LISTE DES TÂCHES:
[a] Quels pays le texte sur les cyber-attaques par déni de service nomme-t-il ?
[b] Ces affirmations concordent-elles avec le texte sur les cyber-attaques par déni de service ? Répondez par oui ou non à chacune, en citant les mots du texte qui tranchent. (i) Le site Internet et la messagerie de l'administration visée ont été bloqués pendant plusieurs jours. (ii) Le botnet impliqué comptait environ 7 000 ordinateurs. (iii) L'attaque contre l'administration française a eu lieu au premier trimestre 2009.

TEXTE SOURCE:
════════
Cyber-attaques par déni de service : la France aussi en a été victime
La vaste cyber-attaque dont font actuellement l’objet les Etats-Unis et la Corée du Sud le rappelle : les Etats deviennent de plus en plus des cibles de choix à mesure que s’y étend l’informatisation de la vie publique. Une problématique que souligne Patrick Pailloux, directeur de la toute nouvelle Agence nationale de la sécurité des systèmes d’information (Anssi). Et de révéler qu’une administration française a récemment été la cible d’une attaque du même type, à savoir un déni de service distribué.
C’était au premier trimestre 2009 : « la France a été la cible d’une cyber-attaque similaire à celle que les Etats-Unis ou la Corée du Sud ont vécue, » expliquait ce jeudi soir, sur France 3, Patrick Pailloux, directeur de l’Agence Nationale de la Sécurité des Systèmes d’Information (Anssi), qui précise que « c’est une administration française qui a été visée ; le site Internet de cette administration et sa messagerie ont été bloqués pendant quelques heures, le temps que l’on mette en place des mesures de contournement. » Joint par téléphone, Patrick Pailloux (en photo ci-contre) indique qu’il s’agissait d’une attaque par déni de service distribué (DDoS, Distributed Denial of Service) impliquant un botnet [un réseau de machines zombies, NDLR] d’environ 7 000 ordinateurs. Dont certains en France. « Nous avons isolé le trafic international pour soulager les serveurs et rétablir le service en France », explique aujourd'hui le directeur de l’Anssi, à l'époque à la tête de la DCSSI (le service auquel succède l'Anssi).
════════
[Enregistrements de placement de points]
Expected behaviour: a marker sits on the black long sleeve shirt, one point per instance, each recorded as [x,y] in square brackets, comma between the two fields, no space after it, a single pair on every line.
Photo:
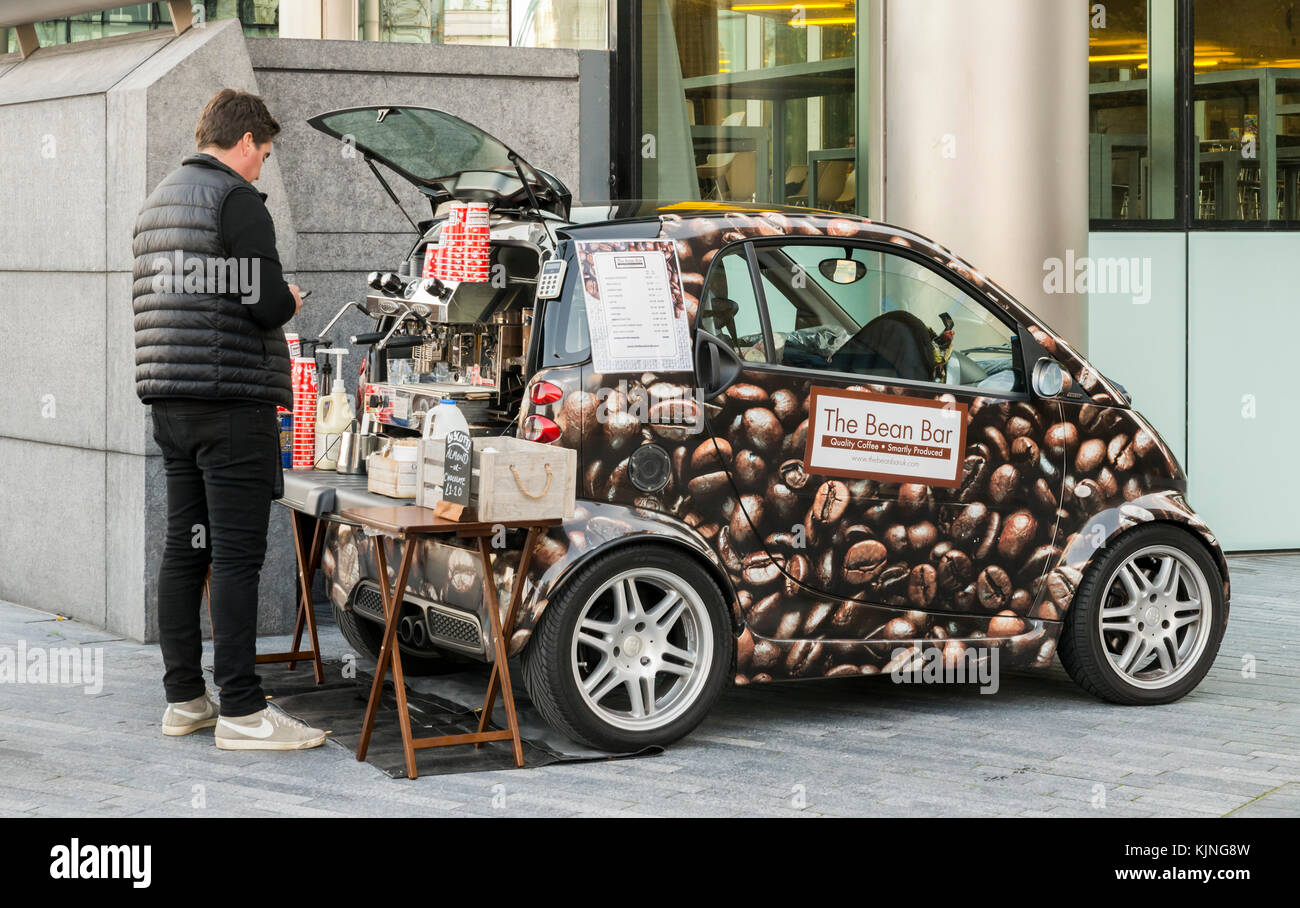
[248,233]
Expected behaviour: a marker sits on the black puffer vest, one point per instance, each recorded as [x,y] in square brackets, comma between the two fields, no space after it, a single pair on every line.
[196,344]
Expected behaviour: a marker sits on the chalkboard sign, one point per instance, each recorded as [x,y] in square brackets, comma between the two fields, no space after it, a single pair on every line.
[456,467]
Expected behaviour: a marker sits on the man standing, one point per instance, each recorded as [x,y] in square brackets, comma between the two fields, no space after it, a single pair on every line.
[211,358]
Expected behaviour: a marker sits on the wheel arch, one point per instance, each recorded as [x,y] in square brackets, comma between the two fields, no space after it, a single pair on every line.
[1104,530]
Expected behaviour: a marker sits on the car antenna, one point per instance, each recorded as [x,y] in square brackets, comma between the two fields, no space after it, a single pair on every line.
[391,194]
[532,197]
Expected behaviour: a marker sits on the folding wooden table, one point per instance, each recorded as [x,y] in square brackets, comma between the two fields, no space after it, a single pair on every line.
[412,523]
[308,540]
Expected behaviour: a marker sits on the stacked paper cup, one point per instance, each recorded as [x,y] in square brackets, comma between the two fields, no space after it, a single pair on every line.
[304,413]
[463,247]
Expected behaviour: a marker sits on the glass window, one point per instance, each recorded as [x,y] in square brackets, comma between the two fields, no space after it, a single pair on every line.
[1246,111]
[1131,81]
[729,307]
[879,314]
[749,102]
[575,24]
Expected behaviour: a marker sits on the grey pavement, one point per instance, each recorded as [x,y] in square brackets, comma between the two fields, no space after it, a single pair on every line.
[861,747]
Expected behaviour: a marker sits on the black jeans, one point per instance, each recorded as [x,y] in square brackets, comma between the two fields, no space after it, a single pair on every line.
[222,471]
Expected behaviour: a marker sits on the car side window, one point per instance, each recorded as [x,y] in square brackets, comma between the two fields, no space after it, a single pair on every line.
[870,312]
[728,308]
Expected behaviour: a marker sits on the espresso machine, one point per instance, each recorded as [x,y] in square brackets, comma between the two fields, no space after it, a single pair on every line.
[434,340]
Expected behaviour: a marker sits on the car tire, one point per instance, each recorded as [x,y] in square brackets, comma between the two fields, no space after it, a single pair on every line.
[1126,604]
[365,636]
[631,652]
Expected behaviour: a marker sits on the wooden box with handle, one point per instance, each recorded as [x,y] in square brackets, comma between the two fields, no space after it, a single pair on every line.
[511,479]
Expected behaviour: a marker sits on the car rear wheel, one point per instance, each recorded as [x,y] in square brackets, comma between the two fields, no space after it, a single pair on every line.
[1147,621]
[632,652]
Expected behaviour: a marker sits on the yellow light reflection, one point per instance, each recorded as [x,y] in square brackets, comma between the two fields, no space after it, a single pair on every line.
[806,24]
[783,7]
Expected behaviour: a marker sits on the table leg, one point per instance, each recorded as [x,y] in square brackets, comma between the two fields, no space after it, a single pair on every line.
[516,596]
[398,677]
[307,571]
[389,653]
[499,648]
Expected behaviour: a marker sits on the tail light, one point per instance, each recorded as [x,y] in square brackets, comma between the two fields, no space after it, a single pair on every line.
[542,429]
[545,392]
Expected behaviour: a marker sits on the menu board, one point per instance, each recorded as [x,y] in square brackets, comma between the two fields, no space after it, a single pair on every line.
[456,467]
[635,306]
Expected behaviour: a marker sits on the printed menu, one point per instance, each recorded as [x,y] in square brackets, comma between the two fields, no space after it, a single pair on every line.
[635,306]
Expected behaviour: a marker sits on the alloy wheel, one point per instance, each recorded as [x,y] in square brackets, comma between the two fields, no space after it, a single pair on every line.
[642,649]
[1155,619]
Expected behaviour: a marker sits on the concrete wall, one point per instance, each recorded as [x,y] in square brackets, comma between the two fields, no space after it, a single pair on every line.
[986,138]
[85,133]
[86,130]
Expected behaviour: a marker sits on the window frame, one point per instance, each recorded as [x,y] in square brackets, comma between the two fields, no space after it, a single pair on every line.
[1017,331]
[1186,177]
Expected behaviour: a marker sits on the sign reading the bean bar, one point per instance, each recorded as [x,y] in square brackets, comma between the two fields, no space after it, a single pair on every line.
[635,303]
[895,439]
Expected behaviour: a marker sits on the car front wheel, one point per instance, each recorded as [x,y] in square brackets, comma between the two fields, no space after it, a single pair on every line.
[632,652]
[1147,619]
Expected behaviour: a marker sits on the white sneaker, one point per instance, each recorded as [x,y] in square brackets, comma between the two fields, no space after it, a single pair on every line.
[183,718]
[268,730]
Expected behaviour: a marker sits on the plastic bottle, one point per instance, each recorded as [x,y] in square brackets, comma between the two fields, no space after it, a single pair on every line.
[442,420]
[445,418]
[333,418]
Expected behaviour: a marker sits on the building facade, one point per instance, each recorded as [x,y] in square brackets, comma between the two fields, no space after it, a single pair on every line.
[1130,169]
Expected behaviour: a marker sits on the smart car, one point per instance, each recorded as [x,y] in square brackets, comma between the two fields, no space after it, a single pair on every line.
[809,446]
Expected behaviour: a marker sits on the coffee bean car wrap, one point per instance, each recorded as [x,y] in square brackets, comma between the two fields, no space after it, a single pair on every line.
[828,574]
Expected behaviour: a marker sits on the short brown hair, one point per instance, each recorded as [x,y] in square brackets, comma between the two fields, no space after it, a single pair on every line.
[229,115]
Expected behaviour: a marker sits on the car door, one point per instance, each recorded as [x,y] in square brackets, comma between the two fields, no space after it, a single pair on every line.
[879,439]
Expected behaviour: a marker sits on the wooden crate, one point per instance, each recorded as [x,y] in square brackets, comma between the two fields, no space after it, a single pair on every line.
[511,479]
[390,478]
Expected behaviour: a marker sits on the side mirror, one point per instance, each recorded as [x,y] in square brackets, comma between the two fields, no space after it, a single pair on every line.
[843,271]
[1049,377]
[716,364]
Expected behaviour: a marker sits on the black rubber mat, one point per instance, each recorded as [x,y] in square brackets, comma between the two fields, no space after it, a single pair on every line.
[440,705]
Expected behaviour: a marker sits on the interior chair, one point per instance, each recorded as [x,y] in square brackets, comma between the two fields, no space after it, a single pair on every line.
[714,169]
[740,182]
[830,181]
[846,200]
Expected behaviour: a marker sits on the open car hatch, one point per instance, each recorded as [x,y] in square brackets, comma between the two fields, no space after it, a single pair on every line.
[445,156]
════════
CORRIGÉ:
[a] Les États-Unis, la Corée du Sud et la France.

[b]
(i) Non : « ont été bloqués pendant quelques heures »
(ii) Oui : « d’environ 7 000 ordinateurs »
(iii) Oui : « C’était au premier trimestre 2009 »